PROBLEM 1 | Check each statement against the FEHBlog post and answer yes or no, quoting the exact words that decide it. (a) The Senate will take up the temporary Medicare Part B fix bill tomorrow. (b) Doctors are frustrated by the ICD-10 delay. (c) The UConn Huskies have won three national championships so far.
PROBLEM 2 | According to the FEHBlog post, what was the ICD-10 compliance date before the delay?
PROBLEM 3 | Write the next part of the FEHBlog post, picking up right after its last sentence.

EXTRACTED TEXT |
..........

What an afternoon! My college team, the UConn Huskies, are in the Final Four of the men’s basketball tournament for the fifth time in the last fifteen years (three national championships so far).
From the sublime to the ridiculous, Congress is in session again this week as the Hill’s Floor Blog reports and the Senate will take up the temporary Medicare Part B fix bill tomorrow. The AMA is upset that Congress decided not to pass the bipartisan permanent fix this go around. The FEHBlog does expect the permanent fix to be enacted in the lame duck session that will follow the Congressional election in November.
As the FEHBlog noted on Friday, the Medicare Part B temporary fix bill will delay ICD-10 code implementation for at least another year. ihealthbeat reports that industry reaction to the delay is mixed. Health insurers and hospitals are frustrated and doctors are relieved. The FEHBlog understands the frustration but the October 1, 2014, ICD-10 compliance date was shaping up to be a train wreck because so many medical practices are unprepared. What’s more moving to the ICD-10 code won’t improve the speed of claims processing which was HIPAA’s goal now almost 20 years ago. In the FEHBlog’s view, it is time to repeal the electronic transaction and code set provisions of HIPAA. Let the industry handle it. Technology standards should not be embedded in law.

..........

SOURCE MATERIAL |
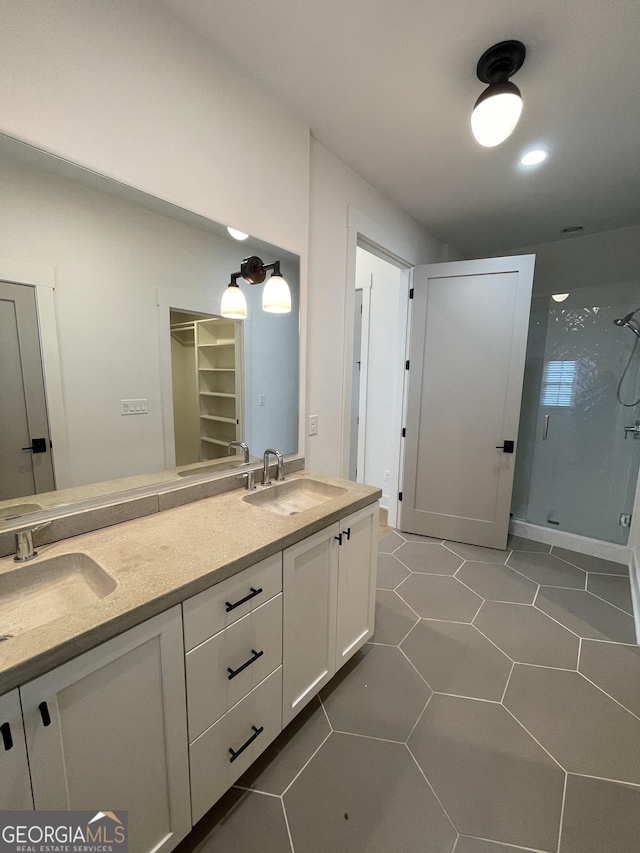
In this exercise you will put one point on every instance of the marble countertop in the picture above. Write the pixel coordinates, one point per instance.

..........

ANSWER SPACE 1 |
(a) Yes: "the Senate will take up the temporary Medicare Part B fix bill tomorrow"
(b) No: "Health insurers and hospitals are frustrated and doctors are relieved"
(c) Yes: "three national championships so far"

ANSWER SPACE 2 | October 1, 2014.

ANSWER SPACE 3 |
The large prescription benefit manager, CVS Caremark, announced last week that it received a three year renewal of its contract to manage the Blue Cross Federal Employees Program’s retail, specialty, and mail order prescription drug benefits. “The new agreement, which runs through 2017, brings the relationship between CVS Caremark and FEP to more than 20 years.”
Finally, following up the FEHBlog’s comments on the worthy Million Hearts campaign last Friday, Modern Healthcare reports that “Nearly 6 million Americans diagnosed as needing high blood pressure medication may no longer need to take it, and another 13.5 million previously classified as having uncontrolled blood pressure would now meet healthy blood pressure targets, a new Journal of the American Medical Association analysis finds.” The study generally affects people aged 60 and older whose systolic blood pressure reading is between 140 and 150, which is consider a gray area. This could be relevant to NCQA HEDIS standard on blood pressure control. But from a big picture perspective, the FEHBlog believes that the article illustrates the fact that practice of medicine remains as much an art as it is a science.